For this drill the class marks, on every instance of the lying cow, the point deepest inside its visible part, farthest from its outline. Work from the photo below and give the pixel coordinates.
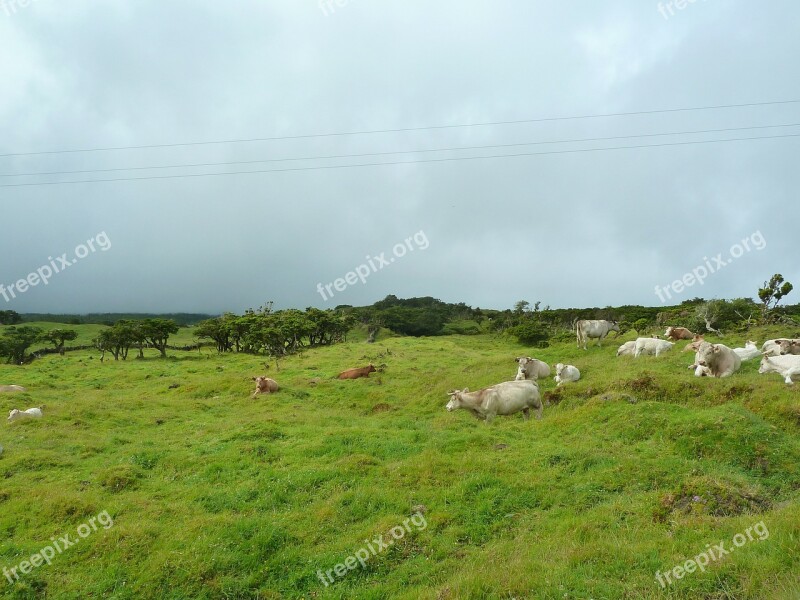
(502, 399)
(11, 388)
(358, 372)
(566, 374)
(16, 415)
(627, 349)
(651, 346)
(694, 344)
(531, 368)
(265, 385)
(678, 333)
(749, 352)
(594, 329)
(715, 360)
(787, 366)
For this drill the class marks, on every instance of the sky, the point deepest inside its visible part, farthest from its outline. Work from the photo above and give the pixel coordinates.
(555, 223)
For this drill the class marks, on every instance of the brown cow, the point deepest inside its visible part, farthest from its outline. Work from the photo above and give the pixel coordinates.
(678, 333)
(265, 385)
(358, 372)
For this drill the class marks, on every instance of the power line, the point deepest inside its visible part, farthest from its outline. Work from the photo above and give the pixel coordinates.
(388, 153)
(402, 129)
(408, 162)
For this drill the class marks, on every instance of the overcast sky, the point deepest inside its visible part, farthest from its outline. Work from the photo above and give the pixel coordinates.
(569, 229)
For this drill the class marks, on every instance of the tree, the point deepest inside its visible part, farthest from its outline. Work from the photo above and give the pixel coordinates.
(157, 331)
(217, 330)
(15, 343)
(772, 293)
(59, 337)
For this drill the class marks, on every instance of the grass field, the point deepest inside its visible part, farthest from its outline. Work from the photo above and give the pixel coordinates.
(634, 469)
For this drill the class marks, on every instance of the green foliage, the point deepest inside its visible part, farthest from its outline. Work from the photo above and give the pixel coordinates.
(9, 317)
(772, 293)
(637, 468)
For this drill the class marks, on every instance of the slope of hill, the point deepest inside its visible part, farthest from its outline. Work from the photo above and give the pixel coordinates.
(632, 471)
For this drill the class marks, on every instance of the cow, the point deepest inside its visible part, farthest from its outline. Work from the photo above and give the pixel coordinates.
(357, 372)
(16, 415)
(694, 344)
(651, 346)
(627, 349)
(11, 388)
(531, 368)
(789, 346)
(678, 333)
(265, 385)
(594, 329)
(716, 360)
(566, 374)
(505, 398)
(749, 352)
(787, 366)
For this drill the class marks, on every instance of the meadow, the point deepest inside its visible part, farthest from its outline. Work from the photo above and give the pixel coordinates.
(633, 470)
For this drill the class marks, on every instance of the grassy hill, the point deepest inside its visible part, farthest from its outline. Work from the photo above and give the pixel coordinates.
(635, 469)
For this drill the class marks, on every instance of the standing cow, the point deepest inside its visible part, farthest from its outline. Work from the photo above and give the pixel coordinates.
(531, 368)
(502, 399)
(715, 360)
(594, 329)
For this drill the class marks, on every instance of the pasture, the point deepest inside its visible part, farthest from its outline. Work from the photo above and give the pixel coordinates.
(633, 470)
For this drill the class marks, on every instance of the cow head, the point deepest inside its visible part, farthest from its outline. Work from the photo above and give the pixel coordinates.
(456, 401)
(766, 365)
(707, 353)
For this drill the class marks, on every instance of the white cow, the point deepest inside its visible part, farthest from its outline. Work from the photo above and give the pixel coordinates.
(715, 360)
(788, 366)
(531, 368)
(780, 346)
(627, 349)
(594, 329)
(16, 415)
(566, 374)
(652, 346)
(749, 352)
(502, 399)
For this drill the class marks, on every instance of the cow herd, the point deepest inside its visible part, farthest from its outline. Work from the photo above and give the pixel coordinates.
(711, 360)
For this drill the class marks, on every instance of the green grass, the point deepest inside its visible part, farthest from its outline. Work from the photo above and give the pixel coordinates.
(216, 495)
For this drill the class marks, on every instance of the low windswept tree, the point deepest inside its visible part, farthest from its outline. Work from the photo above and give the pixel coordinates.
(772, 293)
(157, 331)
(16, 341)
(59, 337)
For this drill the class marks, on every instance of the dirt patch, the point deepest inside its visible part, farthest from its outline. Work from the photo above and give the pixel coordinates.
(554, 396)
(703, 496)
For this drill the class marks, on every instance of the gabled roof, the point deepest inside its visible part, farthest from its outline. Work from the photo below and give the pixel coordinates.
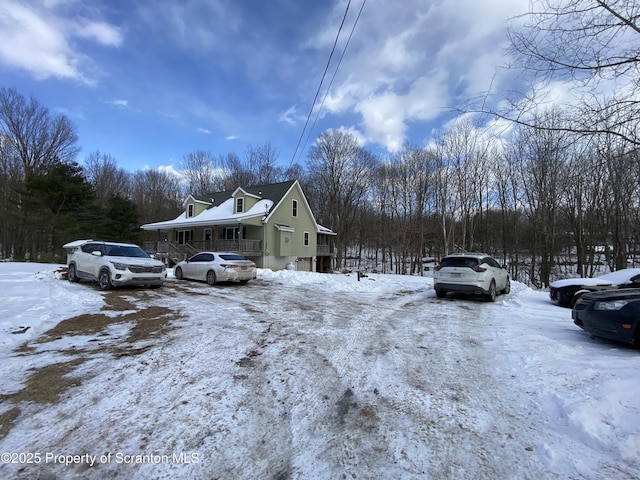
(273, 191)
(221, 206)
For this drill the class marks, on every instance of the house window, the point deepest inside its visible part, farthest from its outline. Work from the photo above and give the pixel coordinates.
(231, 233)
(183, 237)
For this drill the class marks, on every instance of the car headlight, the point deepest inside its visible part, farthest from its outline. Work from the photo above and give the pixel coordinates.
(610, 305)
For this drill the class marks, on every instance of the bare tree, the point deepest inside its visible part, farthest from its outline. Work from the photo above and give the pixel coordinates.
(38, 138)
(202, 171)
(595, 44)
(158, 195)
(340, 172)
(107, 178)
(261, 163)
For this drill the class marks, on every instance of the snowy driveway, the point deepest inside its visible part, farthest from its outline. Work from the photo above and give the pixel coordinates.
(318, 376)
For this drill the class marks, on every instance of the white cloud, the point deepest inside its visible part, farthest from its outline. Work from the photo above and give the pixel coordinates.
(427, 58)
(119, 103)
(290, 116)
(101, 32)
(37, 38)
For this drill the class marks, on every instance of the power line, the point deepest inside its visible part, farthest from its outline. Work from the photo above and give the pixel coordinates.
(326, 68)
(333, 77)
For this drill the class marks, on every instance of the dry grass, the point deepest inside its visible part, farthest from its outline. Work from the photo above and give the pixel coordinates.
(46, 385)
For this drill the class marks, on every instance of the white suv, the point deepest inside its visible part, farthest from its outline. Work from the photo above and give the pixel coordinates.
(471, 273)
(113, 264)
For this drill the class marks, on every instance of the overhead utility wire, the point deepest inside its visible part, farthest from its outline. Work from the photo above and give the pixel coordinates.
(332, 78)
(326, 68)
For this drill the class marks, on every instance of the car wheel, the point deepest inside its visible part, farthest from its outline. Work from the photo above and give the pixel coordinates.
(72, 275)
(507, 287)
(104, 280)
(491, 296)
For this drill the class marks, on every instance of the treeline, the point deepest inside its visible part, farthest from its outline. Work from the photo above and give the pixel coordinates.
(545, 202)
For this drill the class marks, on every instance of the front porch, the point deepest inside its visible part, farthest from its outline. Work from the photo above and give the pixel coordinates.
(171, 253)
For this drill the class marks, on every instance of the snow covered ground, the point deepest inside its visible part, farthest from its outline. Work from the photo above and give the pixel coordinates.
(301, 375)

==============================

◆ EXERCISE DETAILS
Print the complete listing exactly as it stands, without its pictures.

◆ WRITTEN ANSWER
For this drill the class marks, on every instance of the lying cow, the point deepest inside its visible part, farthest from its outline. Work from the photo below and give the pixel coordinates.
(502, 399)
(11, 388)
(358, 372)
(566, 374)
(16, 415)
(627, 349)
(651, 346)
(694, 344)
(531, 368)
(265, 385)
(678, 333)
(749, 352)
(594, 329)
(715, 360)
(787, 366)
For this drill the class marks, on every instance of the sky, the point deepest inside its visible part, farthest from its outline. Work from the photo above and give the pixel coordinates.
(555, 223)
For this drill the class marks, on every instance of the brown cow, the point deepest inside its visible part, farthest from its outline. Work from the photo above and give the pixel coordinates.
(678, 333)
(265, 385)
(358, 372)
For this drill the class marks, on every instance of the power line, the point deepest inside its visible part, farthest from its outline. Work from the photo above and give the pixel coordinates.
(388, 153)
(402, 129)
(408, 162)
For this drill the class marks, on every instance of the overcast sky, the point deepest inside its visible part, farthest from its outline. Work from the photo above and give the pixel coordinates.
(569, 229)
For this drill the class marks, on every instance of the tree, the point deepest inside its visible part, farthest from its outline. Work from the photo above and give the pixel coordinates.
(157, 331)
(217, 330)
(15, 343)
(772, 293)
(59, 337)
For this drill the class marks, on every instance of the grass field, the point deepest inside its visible part, farthest from its outline. Work from the photo above and give the pixel coordinates.
(634, 469)
For this drill the class marks, on every instance of the green foliage, the point deepest inside its visible part, farthest from its outline. Work from the photo above and give the pixel coordinates.
(9, 317)
(772, 293)
(637, 468)
For this drill the class marks, on every instance of the slope of hill, the point deepest inside its visible part, farthest from its outline. Work from the photo above and give the pixel coordinates.
(632, 471)
For this drill the class marks, on every instance of the cow, the point deepest inside its visible part, farthest from its outline. Work from the photo above and give the pixel coordinates.
(357, 372)
(16, 415)
(694, 344)
(651, 346)
(627, 349)
(11, 388)
(531, 368)
(789, 346)
(678, 333)
(265, 385)
(594, 329)
(716, 360)
(566, 374)
(505, 398)
(749, 352)
(787, 366)
For this drill the class marks, on every instance of the meadow, the point deepest inside its visible part, farthest from its outline. Work from the photo above and give the pixel coordinates.
(633, 470)
For this drill the class marks, on every instance of the grassy hill, the point deepest inside its visible part, farthest from its outline. Work from the photo above and give the pixel coordinates.
(635, 469)
For this drill the class marks, on every instance of the standing cow, the point deepest inside its visible part, farthest from its outline. Work from the photo above and give the pixel coordinates.
(531, 368)
(502, 399)
(715, 360)
(594, 329)
For this drill the class marks, on every instance of the pasture, the point deepest inside its visible part, farthest from its outline. Work from the photo above and give the pixel coordinates.
(633, 470)
For this drill the class marks, on every instance of the cow head, the point deepest inside its visible part, farthest from its outline. Work from the photo above and give the pixel coordinates.
(456, 401)
(766, 365)
(707, 353)
For this drill the class marks, on every instance of the white cow, the point deepest inside its visible part, farthest from its outline. Work from the photo above and give the pixel coordinates.
(715, 360)
(788, 366)
(531, 368)
(780, 346)
(627, 349)
(594, 329)
(16, 415)
(566, 374)
(652, 346)
(749, 352)
(502, 399)
For this drill the class marks, on every instance of the cow herd, the point deepest inside its visible part, farthest from its outline. Work from the photo above and give the pixel coordinates.
(711, 360)
For this drill the class marks, on every instance of the green grass, the point deepest inside its visible part, farthest from its outline. Work from the photo above and give the pixel coordinates.
(216, 495)
For this drill the class marks, on every instance of the low windswept tree, the point deepest inside its visible part, farthest from its outline. Work from the photo above and give the pixel coordinates.
(772, 293)
(157, 331)
(16, 341)
(59, 337)
For this drill the class marks, on every instance of the dirt patch, the point deepest inside its visible part, farthest from its outline. Work from the photo above and give the pixel coordinates.
(554, 396)
(703, 496)
For this drill the class marks, on every instance of the gabled roof, the point deepest inside its visible part, farthest from its outline. Work from the photo below and give the pixel coordinates.
(273, 191)
(221, 206)
For this drill the class marks, on every instance of the house window, the point deepest inside its visible part, farthest from its outline. Work from the photo above and give the pixel coordinates.
(231, 233)
(183, 237)
For this drill the class marks, on every instance of the car headlight, the point deepest inside its visible part, farthest from its outline. Work from the photo above and give the pixel coordinates.
(610, 305)
For this drill the class marks, on every instance of the bare tree, the point deepest inside its visible part, farthest from its outline. Work from the photo above and give the pixel coordinates.
(38, 138)
(202, 171)
(595, 44)
(158, 195)
(340, 172)
(107, 178)
(261, 163)
For this drill the class marks, on every instance of the snowy driveway, the point deepest inside its visible part, farthest from its outline. Work from the photo above and give the pixel coordinates.
(318, 376)
For this drill the class marks, on every instance of the white cloud, the point deepest inside its visible part, farthest from its outline. Work from the photo above and give the pixel coordinates.
(427, 58)
(119, 103)
(290, 116)
(101, 32)
(37, 38)
For this drill the class marks, on every instance of the power line, the point deepest inside its visible part, farthest from its outline. Work from the photo above and give the pixel coordinates.
(326, 68)
(333, 77)
For this drill the class marks, on every instance of the dry grass, the point deepest inside its visible part, farthest from its outline. Work from the photo above and give the pixel coordinates.
(46, 385)
For this drill the class marks, on every instance of the white suv, the point deepest inside its visible part, farthest from its outline. Work from the photo above and give the pixel coordinates.
(471, 273)
(113, 264)
For this drill the class marks, on every instance of the overhead utility wire, the point deepest inside its visible part, farthest from its outline. Work from the photo above and give the pixel coordinates.
(332, 78)
(326, 68)
For this drill the class marks, on every instance of the car wheel, the point deepest inside its visible part, farthest from its outline. Work from the photo above and give the pixel coordinates.
(72, 275)
(507, 287)
(104, 280)
(491, 296)
For this drill the class marks, on every instance of the treeline, the point deepest inside its visible part, farthest from its outline. Work from the photo above and give the pixel coordinates.
(545, 202)
For this drill the class marks, on every instance of the front porch, the point deepest inside its visible part, farthest from its outline. Work from the photo above and give the pixel coordinates.
(171, 253)
For this drill the class marks, on every instance of the snow covered ground, the point deepest inside its visible part, farthest from its outline. Work from the photo above and give the pixel coordinates.
(301, 375)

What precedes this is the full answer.